GIVEN EXERCISE: Repeat each of the following items word for word, omitting the pictures from your reply.
====
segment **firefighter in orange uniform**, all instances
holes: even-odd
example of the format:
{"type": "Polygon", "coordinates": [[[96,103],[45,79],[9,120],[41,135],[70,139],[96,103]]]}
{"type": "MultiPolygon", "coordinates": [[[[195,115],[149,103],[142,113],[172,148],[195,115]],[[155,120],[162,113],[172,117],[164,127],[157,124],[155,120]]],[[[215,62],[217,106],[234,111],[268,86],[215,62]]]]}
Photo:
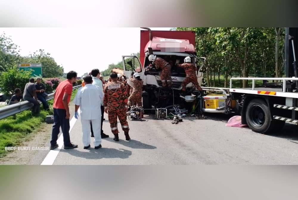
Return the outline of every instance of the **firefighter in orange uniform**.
====
RESPONSE:
segment **firefighter in orange uniform**, all instances
holes: even-odd
example of the format:
{"type": "Polygon", "coordinates": [[[96,103],[45,79],[9,120],[41,135],[70,139],[96,103]]]}
{"type": "MultiPolygon", "coordinates": [[[[195,115],[149,103],[142,113],[172,148],[195,115]],[[155,120],[162,113],[172,117],[164,127],[157,124],[155,120]]],[[[215,62],[217,106],[234,111],[268,86],[215,62]]]]}
Photo:
Return the outline of every instance of the **firefighter in orange uniform**.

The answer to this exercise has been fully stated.